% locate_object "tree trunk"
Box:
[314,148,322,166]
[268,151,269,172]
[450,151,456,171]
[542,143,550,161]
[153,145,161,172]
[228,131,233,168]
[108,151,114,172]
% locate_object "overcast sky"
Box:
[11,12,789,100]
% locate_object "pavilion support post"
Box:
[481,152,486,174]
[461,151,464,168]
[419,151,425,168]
=-=-=-=-=
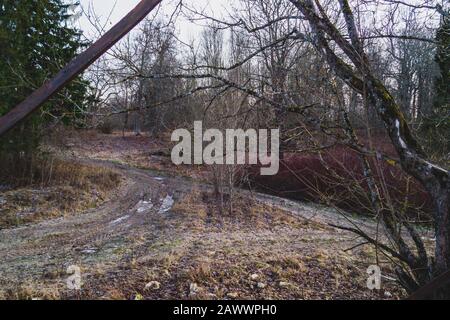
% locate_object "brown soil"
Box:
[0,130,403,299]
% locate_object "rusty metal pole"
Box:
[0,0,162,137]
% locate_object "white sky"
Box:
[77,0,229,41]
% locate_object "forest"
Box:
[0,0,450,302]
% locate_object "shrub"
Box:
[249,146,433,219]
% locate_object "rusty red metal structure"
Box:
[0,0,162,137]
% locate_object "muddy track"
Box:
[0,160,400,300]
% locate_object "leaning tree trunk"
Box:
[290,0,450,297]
=-=-=-=-=
### [Problem to work on]
Which lines of the data above contain the word "tree"? Collect each one and copy it out.

### [Solution to this task]
% locate_object "tree trunk"
% locate_object "leaning tree trunk"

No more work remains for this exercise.